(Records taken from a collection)
● ● ●

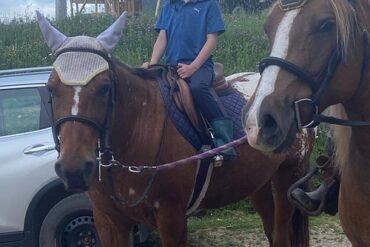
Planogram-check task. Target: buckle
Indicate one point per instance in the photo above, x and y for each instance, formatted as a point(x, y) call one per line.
point(312, 123)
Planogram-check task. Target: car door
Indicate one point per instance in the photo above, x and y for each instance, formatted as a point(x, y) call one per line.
point(27, 151)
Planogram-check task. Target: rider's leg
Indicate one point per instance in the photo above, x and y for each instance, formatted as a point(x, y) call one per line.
point(222, 126)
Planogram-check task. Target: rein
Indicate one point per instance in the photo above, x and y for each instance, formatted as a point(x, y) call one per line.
point(318, 85)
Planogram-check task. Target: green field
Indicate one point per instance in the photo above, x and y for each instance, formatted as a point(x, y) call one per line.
point(239, 49)
point(21, 43)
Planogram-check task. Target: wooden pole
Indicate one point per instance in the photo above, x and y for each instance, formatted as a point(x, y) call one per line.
point(60, 9)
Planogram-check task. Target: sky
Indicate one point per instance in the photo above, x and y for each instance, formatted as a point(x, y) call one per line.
point(26, 8)
point(22, 8)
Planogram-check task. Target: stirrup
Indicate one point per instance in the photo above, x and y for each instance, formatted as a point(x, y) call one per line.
point(218, 160)
point(296, 187)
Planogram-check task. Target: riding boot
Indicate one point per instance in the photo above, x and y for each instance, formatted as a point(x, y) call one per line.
point(222, 134)
point(324, 198)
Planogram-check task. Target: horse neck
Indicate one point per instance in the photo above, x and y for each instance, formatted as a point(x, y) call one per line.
point(358, 108)
point(138, 117)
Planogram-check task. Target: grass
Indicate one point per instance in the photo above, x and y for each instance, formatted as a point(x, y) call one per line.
point(239, 228)
point(240, 49)
point(22, 45)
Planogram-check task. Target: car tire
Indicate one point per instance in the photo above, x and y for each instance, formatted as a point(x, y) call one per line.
point(69, 224)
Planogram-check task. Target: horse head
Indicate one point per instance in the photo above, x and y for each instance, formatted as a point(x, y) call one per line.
point(317, 50)
point(82, 93)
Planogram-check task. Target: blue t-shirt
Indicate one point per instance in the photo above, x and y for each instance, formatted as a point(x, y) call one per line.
point(187, 26)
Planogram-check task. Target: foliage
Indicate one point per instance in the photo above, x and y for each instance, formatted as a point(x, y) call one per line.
point(22, 45)
point(240, 48)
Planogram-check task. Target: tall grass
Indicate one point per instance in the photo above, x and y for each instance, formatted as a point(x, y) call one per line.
point(239, 49)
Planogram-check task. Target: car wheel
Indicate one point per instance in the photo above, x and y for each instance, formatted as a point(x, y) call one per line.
point(69, 224)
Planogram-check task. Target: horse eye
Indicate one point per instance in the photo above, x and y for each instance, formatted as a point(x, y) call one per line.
point(104, 90)
point(326, 26)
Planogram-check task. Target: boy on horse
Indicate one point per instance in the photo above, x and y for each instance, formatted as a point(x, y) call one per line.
point(188, 34)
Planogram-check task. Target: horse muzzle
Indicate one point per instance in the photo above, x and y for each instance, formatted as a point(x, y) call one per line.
point(76, 179)
point(269, 129)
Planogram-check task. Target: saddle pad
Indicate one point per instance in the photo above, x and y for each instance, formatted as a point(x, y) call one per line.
point(233, 104)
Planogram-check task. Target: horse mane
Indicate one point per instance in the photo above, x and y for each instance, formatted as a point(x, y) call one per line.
point(350, 18)
point(140, 72)
point(346, 21)
point(341, 135)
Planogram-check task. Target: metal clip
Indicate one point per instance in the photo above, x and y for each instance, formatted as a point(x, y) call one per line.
point(135, 169)
point(218, 160)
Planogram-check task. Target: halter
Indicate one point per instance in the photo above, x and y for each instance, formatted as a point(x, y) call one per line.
point(318, 85)
point(104, 146)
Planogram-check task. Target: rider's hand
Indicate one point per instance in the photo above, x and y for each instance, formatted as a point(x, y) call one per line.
point(146, 65)
point(185, 70)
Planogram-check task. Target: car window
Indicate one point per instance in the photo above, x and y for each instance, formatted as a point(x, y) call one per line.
point(20, 111)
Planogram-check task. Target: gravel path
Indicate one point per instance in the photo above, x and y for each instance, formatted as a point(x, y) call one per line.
point(323, 236)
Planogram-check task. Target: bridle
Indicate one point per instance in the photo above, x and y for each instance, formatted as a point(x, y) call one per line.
point(318, 85)
point(104, 146)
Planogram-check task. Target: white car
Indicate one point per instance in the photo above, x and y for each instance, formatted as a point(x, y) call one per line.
point(35, 209)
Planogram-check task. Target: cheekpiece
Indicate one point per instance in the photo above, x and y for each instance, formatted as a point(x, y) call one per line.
point(286, 5)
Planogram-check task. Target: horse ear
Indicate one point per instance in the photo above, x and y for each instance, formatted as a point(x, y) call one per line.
point(52, 36)
point(110, 37)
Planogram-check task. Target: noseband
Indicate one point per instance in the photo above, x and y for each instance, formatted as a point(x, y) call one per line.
point(318, 85)
point(104, 146)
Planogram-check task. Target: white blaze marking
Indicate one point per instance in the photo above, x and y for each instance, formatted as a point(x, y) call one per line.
point(76, 100)
point(269, 75)
point(131, 192)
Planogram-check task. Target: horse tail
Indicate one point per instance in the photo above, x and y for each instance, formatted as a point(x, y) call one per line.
point(301, 234)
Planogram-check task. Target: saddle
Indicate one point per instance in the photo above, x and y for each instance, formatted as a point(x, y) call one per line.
point(184, 99)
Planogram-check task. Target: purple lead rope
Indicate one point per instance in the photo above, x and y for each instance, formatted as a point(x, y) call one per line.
point(207, 154)
point(203, 155)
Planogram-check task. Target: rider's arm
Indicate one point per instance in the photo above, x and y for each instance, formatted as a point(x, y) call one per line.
point(159, 47)
point(185, 70)
point(206, 51)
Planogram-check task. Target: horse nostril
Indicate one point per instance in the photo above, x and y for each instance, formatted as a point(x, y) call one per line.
point(269, 126)
point(58, 169)
point(89, 167)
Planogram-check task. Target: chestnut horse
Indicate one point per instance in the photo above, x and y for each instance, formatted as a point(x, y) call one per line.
point(319, 58)
point(120, 110)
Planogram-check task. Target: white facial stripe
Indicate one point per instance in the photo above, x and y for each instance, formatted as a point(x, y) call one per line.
point(269, 75)
point(76, 100)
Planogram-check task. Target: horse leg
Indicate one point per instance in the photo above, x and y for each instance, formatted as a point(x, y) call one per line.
point(263, 202)
point(172, 224)
point(114, 230)
point(290, 225)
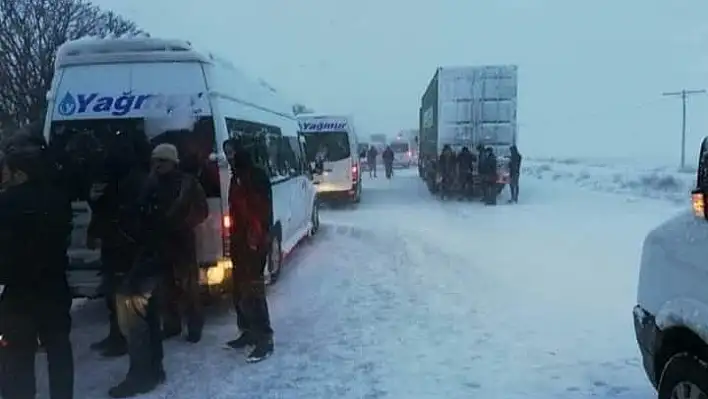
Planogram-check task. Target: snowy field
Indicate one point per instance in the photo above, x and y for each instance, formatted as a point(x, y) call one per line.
point(629, 178)
point(406, 297)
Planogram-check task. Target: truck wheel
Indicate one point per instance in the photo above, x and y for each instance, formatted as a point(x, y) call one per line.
point(685, 376)
point(274, 260)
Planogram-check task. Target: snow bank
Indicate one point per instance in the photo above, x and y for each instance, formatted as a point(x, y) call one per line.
point(623, 178)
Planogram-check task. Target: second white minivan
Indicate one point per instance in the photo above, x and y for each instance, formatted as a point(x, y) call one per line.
point(331, 142)
point(168, 91)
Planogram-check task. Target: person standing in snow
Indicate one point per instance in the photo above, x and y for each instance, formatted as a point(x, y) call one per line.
point(514, 172)
point(465, 162)
point(162, 227)
point(371, 160)
point(251, 207)
point(114, 228)
point(35, 229)
point(387, 156)
point(448, 165)
point(488, 173)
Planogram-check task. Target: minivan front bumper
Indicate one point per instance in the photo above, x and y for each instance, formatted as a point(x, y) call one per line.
point(648, 335)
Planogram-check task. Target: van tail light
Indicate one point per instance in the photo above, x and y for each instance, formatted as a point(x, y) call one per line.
point(355, 172)
point(226, 233)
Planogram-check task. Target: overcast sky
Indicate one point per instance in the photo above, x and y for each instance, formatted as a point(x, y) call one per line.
point(591, 73)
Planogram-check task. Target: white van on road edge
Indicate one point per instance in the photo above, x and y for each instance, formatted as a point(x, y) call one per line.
point(171, 92)
point(671, 315)
point(333, 138)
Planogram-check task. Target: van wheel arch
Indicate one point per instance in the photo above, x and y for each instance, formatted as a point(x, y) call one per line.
point(677, 340)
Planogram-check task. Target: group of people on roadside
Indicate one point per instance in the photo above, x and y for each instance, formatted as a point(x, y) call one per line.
point(387, 156)
point(144, 211)
point(458, 170)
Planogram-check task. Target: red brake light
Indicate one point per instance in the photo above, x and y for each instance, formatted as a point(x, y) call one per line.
point(699, 205)
point(226, 233)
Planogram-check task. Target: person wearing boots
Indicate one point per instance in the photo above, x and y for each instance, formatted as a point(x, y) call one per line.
point(137, 299)
point(371, 160)
point(251, 204)
point(387, 156)
point(514, 171)
point(35, 229)
point(489, 176)
point(114, 229)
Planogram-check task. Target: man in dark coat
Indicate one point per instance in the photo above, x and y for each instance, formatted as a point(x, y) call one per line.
point(251, 209)
point(514, 172)
point(114, 228)
point(162, 233)
point(371, 160)
point(448, 164)
point(387, 156)
point(465, 162)
point(488, 174)
point(35, 228)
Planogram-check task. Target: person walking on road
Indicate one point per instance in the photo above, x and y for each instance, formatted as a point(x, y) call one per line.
point(514, 172)
point(181, 290)
point(488, 173)
point(35, 228)
point(114, 228)
point(371, 160)
point(250, 206)
point(387, 156)
point(162, 228)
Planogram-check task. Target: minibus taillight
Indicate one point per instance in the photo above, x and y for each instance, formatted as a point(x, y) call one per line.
point(699, 204)
point(226, 233)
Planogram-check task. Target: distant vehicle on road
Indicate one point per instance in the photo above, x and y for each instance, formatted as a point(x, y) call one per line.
point(671, 315)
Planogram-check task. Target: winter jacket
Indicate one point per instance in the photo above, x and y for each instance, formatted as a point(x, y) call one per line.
point(388, 156)
point(464, 161)
point(35, 231)
point(115, 214)
point(371, 155)
point(167, 240)
point(251, 210)
point(515, 164)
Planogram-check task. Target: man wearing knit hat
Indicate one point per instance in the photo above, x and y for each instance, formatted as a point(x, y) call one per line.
point(167, 223)
point(251, 204)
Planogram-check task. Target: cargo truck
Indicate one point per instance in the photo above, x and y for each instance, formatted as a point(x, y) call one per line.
point(468, 107)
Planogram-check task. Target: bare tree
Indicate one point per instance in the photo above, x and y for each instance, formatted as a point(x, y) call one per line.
point(31, 31)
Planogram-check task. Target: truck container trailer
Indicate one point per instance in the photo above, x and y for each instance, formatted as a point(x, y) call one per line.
point(468, 107)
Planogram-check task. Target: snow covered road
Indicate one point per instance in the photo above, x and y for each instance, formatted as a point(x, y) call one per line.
point(407, 297)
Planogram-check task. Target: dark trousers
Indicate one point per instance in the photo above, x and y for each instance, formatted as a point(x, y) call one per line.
point(490, 191)
point(180, 296)
point(26, 317)
point(514, 187)
point(115, 261)
point(139, 320)
point(249, 294)
point(111, 283)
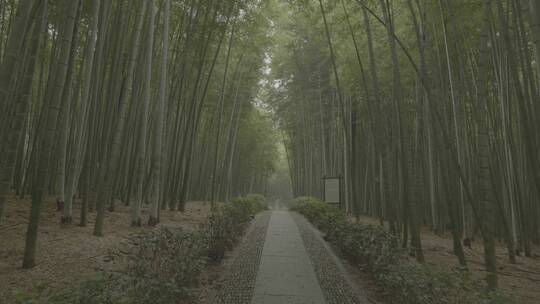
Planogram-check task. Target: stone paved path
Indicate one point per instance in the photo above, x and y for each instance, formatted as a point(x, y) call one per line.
point(284, 260)
point(286, 274)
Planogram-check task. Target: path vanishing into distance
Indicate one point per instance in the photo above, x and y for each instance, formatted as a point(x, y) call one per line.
point(284, 260)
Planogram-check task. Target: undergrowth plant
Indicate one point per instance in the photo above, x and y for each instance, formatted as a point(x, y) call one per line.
point(401, 279)
point(165, 266)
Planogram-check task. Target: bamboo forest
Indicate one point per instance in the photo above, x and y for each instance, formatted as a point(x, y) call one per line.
point(270, 151)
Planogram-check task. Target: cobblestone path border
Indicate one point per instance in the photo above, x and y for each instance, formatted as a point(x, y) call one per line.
point(335, 283)
point(239, 276)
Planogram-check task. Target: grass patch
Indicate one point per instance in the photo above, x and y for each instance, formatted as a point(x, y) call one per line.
point(166, 265)
point(401, 279)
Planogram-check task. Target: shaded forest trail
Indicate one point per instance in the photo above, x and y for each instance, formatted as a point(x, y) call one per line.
point(292, 264)
point(119, 118)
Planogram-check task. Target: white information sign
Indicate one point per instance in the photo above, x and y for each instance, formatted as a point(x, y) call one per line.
point(332, 189)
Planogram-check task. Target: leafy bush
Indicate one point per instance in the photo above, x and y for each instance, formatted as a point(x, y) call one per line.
point(401, 279)
point(166, 265)
point(227, 223)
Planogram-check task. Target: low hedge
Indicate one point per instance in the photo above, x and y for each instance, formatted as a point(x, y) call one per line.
point(166, 263)
point(401, 279)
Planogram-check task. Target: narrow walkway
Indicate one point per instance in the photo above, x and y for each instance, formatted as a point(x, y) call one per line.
point(286, 273)
point(283, 259)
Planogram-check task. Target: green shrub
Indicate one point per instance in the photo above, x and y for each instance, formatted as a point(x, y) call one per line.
point(401, 279)
point(166, 265)
point(227, 223)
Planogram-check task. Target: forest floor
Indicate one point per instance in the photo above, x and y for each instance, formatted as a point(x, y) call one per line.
point(67, 255)
point(522, 280)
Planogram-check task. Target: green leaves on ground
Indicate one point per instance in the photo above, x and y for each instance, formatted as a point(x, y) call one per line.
point(401, 279)
point(166, 264)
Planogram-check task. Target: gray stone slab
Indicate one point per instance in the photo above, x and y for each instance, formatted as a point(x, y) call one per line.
point(278, 299)
point(286, 274)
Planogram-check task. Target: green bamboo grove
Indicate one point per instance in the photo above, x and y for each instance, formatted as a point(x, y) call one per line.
point(427, 109)
point(139, 102)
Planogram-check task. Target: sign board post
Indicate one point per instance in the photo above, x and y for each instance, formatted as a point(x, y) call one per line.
point(332, 190)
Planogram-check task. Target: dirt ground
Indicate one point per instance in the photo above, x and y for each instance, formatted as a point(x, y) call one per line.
point(68, 254)
point(522, 280)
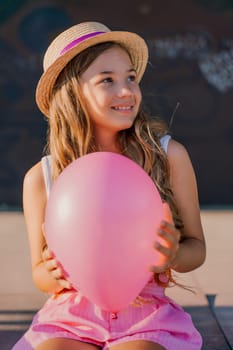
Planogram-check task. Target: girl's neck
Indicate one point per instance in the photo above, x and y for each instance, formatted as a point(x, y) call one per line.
point(107, 142)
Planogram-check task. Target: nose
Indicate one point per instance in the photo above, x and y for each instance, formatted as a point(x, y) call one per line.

● ● ●

Problem description
Update the records from the line containing "Planogram-check task. Target: horse head" down to the line containing "point(326, 26)", both included, by changing "foliage" to "leaves" and keeping everything else the same. Write out only those lines.

Complete response
Planogram-check task. Target: horse head
Indicate one point per instance in the photo above, x and y for each instance, formatted as a point(x, y) call one per line.
point(317, 50)
point(82, 93)
Planogram-check task. Target: blue t-shirt
Indicate one point per instance in the photo above, x and y for each instance, formatted as a point(x, y) call one per line.
point(187, 26)
Planogram-check task. Target: leaves
Indicate one point per instance in the photo above, x and y for each instance, formatted as a point(x, y) call one per line.
point(22, 45)
point(240, 48)
Planogram-check task. Target: tall grass
Indicate one point per instance in the photo above, x and y for each instance, formatted as a point(x, y) call one per line.
point(239, 49)
Planogram-check task. Target: car wheel
Indicate one point per instance in the photo above, x and y for each instance, formatted as a point(x, y) call one per line.
point(69, 224)
Planogram-check task. Target: horse eye
Indicate one point per instance in the photo above, x and y for each instance, formatted as a point(x, y) call one per line.
point(104, 90)
point(326, 26)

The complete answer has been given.